## Exercise
In the records below, set down the stretch from the line containing "Task: point out the flowering" through the line containing "point(28, 43)", unchanged and with nothing else.

(Entries labeling object positions)
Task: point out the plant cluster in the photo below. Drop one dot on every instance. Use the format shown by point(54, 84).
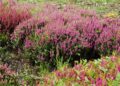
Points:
point(68, 32)
point(102, 72)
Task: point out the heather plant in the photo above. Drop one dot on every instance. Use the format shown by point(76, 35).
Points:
point(68, 32)
point(7, 75)
point(11, 16)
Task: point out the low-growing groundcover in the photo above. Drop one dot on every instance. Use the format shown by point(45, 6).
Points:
point(32, 44)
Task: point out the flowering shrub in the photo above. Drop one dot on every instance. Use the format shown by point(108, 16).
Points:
point(11, 15)
point(102, 72)
point(68, 32)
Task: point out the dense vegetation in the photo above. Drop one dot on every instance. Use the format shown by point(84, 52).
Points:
point(56, 43)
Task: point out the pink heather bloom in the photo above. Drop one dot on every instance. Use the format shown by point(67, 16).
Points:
point(113, 58)
point(99, 82)
point(28, 43)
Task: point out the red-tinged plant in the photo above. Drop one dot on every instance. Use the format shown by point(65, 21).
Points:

## Correct result
Task: point out the flowering shrub in the photo above. Drop one dot on every instance. Use the format shown by point(108, 16).
Points:
point(11, 15)
point(102, 72)
point(68, 32)
Task: point out the dense vegetation in the photo above. Drop one dot on every instance. Use the format shown by point(84, 52).
Points:
point(56, 43)
Task: point out the pink heather bloom in the photo above. Drop one dot on every instance. Use the format shown by point(67, 16).
Points:
point(113, 58)
point(99, 82)
point(28, 43)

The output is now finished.